— START OF Task material —

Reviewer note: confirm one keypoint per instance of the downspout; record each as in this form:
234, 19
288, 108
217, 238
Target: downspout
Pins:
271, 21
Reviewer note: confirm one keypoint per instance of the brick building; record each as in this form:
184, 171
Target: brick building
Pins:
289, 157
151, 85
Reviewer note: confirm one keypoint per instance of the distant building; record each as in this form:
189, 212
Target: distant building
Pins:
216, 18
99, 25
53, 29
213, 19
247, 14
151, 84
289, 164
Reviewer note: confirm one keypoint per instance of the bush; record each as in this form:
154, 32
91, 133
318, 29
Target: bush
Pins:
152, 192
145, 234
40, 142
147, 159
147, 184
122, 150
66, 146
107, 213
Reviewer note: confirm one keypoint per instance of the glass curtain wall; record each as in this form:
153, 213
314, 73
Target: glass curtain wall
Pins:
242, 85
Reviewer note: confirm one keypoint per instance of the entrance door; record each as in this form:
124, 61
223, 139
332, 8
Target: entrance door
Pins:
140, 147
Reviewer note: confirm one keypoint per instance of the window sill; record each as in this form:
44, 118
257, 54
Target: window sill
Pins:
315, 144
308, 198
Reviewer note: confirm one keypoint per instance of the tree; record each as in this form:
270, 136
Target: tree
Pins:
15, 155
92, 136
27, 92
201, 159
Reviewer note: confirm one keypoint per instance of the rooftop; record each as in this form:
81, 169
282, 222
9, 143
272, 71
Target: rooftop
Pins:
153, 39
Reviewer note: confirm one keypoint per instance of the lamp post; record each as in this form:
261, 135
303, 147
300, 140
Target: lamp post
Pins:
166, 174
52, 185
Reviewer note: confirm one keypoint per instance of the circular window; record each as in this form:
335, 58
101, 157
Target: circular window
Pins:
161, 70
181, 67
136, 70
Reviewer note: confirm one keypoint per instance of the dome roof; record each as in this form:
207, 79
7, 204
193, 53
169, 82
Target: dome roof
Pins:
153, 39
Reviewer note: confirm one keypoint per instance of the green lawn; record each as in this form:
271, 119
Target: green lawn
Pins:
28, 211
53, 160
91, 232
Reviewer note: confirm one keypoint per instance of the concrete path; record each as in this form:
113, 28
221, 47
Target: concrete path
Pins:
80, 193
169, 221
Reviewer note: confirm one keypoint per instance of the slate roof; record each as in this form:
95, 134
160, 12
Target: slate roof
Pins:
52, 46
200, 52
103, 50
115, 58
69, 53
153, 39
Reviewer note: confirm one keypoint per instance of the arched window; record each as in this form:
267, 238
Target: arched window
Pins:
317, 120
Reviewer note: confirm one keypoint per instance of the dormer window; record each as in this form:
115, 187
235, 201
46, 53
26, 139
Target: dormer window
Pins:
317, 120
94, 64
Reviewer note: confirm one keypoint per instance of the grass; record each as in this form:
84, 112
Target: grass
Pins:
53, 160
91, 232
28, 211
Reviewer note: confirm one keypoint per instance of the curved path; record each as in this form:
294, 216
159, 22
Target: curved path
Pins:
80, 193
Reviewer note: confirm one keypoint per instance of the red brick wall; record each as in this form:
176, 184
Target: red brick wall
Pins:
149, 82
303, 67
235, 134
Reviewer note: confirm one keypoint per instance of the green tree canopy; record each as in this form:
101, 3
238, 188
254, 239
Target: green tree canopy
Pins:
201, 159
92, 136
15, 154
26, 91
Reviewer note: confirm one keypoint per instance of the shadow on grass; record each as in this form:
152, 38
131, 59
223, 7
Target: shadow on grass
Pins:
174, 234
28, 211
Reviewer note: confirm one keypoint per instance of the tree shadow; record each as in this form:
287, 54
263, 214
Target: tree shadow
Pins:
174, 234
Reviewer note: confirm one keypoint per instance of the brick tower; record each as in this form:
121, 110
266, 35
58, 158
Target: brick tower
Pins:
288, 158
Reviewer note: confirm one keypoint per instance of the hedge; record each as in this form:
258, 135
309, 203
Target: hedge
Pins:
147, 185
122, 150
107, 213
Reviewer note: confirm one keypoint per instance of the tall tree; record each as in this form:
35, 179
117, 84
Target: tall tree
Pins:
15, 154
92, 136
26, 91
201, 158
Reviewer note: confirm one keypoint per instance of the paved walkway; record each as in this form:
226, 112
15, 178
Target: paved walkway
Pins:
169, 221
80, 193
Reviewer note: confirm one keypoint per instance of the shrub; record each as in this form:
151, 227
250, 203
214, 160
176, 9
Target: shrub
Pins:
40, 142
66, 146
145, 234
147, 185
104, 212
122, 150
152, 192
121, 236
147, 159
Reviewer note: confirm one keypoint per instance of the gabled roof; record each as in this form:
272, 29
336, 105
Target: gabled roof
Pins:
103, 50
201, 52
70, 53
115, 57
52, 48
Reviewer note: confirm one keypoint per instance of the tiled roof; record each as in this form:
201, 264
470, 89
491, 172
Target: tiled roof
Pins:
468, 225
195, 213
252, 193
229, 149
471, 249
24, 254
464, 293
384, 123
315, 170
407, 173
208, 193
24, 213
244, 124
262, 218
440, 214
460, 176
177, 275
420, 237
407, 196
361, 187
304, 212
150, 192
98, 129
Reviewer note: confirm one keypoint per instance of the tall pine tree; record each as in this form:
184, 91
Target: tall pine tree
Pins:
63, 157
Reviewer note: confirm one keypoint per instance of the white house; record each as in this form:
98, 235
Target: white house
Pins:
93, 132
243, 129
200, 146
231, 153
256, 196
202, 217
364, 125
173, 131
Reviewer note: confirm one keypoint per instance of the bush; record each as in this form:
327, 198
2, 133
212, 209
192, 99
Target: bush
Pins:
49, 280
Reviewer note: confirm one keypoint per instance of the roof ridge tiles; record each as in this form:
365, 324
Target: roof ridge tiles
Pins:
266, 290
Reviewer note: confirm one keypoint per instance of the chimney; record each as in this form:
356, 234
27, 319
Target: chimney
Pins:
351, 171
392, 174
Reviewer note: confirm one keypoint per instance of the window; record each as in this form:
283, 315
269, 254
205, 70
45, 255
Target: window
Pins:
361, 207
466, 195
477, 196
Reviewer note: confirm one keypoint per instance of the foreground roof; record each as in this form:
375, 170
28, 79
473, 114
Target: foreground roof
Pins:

— END OF Task material —

▶ Requirement:
Starting at the line that contains "the roof ridge", print every line through the end of the listing, word for word. Leave out all the rest.

▶ Completed exercise:
Reviewer note: confirm one keypoint per instance of the roof ridge tiles; record each as in this form:
365, 324
Target: roof ridge tiles
Pins:
266, 290
Reviewer note: confirm one keypoint per instance of the chimney; record each as in this form:
356, 234
27, 319
Target: chimney
Pins:
351, 171
392, 174
Reviewer note: confirm one keypoint per instance of the window; record each as in this form:
283, 315
269, 254
205, 70
45, 255
Target: window
Pins:
361, 207
466, 195
477, 196
Reviewer note: confirm one keypoint per instance of the foreground roof; record each as in this form:
375, 170
28, 79
473, 114
Target: foreground roof
Pins:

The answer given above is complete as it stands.